■ ЧТО НУЖНО СДЕЛАТЬ
1. Что, по словам Азефа во фрагменте о споре вокруг Боевой организации, сделает Центральный комитет и как поступят сами названные работники?
2. Продолжите фрагмент о споре вокруг Боевой организации, начиная сразу после последней реплики.

■ ТЕКСТ ДЛЯ ЧТЕНИЯ
Я ответил, что в партии есть много даровитых работников, которые до сих пор не участвовали в терроре. Я хочу верить, что в такой исключительный момент они по собственному желанию войдут в Боевую организацию. Я назвал имена. Я прибавил, однако, что я боюсь, что Центральный комитет не разрешит им уйти от общепартийной работы.
Азеф сказал:
– Центральный комитет разрешит, но они сами не пойдут в террор.
Гершуни задумался.
– А что, – сказал он, – если они действительно в террор не пойдут?
Я сказал:
– Тогда мой план неосуществим. Мы трое не можем руководить организацией из пятидесяти человек.
Гершуни задумался опять.
– А при прежней форме организации, – спросил он, – вы считаете террор невозможным?
– Я никакой ответственности за такой террор взять не могу.
– И в нем участвовать не желаете?
– Не только не желаю, но и не могу. Не веря в успех, я не могу звать людей на террор. Зная, что организация по самому методу и по своим формам обречена на бессилие, я принимать участие в руководительстве ею считаю для себя невозможным.

■ ИСХОДНЫЕ МАТЕРИАЛЫ
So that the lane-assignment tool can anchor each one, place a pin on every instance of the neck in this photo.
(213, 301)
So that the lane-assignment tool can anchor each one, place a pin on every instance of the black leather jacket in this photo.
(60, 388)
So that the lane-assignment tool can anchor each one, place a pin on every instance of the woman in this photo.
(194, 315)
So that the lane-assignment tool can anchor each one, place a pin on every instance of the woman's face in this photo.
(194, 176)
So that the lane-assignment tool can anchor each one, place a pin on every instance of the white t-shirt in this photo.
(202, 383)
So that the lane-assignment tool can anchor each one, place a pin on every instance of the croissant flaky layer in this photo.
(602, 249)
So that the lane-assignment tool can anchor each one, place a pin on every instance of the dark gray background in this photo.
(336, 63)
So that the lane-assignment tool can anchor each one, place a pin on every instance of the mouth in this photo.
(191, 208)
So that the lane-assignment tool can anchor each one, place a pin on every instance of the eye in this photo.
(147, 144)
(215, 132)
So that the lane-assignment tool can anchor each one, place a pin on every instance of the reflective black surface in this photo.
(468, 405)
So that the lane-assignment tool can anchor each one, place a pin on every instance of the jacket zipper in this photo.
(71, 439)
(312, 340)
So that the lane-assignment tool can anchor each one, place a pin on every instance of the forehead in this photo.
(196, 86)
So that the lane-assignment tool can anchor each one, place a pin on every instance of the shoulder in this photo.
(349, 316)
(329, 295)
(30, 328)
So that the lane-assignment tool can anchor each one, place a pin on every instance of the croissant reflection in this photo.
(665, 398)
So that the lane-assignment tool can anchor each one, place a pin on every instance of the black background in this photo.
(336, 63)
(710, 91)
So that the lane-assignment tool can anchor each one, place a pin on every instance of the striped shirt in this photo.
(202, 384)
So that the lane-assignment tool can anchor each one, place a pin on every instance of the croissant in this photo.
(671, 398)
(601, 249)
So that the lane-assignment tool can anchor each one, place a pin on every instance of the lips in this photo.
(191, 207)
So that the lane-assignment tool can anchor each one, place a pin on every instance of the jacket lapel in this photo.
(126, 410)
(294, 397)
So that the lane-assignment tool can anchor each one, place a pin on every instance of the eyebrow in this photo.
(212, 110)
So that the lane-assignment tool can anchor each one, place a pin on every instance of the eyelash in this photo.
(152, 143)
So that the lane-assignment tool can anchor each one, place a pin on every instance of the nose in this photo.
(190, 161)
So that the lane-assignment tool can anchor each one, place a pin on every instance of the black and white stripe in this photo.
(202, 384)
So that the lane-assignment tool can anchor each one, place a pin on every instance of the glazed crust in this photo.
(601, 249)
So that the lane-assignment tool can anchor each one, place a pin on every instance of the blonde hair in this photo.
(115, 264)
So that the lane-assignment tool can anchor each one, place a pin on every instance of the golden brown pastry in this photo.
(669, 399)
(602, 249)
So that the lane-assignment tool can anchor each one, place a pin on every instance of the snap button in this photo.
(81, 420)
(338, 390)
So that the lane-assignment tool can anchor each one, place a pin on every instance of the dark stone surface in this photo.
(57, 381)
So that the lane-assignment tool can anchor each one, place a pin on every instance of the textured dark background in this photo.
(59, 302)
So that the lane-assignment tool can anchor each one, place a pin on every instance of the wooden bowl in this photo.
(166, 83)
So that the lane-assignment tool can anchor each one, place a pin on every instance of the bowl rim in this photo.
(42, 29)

■ ОТВЕТЫ К ЗАДАНИЯМ
1. Центральный комитет разрешит, но сами они в террор не пойдут.

2.
Азеф сказал:
– Твой план практически неосуществим – не хватит людей и денег. Кроме того, неизбежно будет провокация.
Я сказал:
– Предложи свой план взамен моего.
Азеф пожал плечами.
– Я не знаю. Я знаю только, что нужно работать.
Гершуни молчал. Я обратился к нему:
– А вы?
– Я тоже не знаю. Но тоже думаю, что нужно работать.
Я сказал тогда, что готов участвовать в любом предприятии, которое мне покажется осуществимым, но что я считаю противным своей революционной совести и террористическому убеждению ангажировать людей в террор, не видя возможности осуществить его.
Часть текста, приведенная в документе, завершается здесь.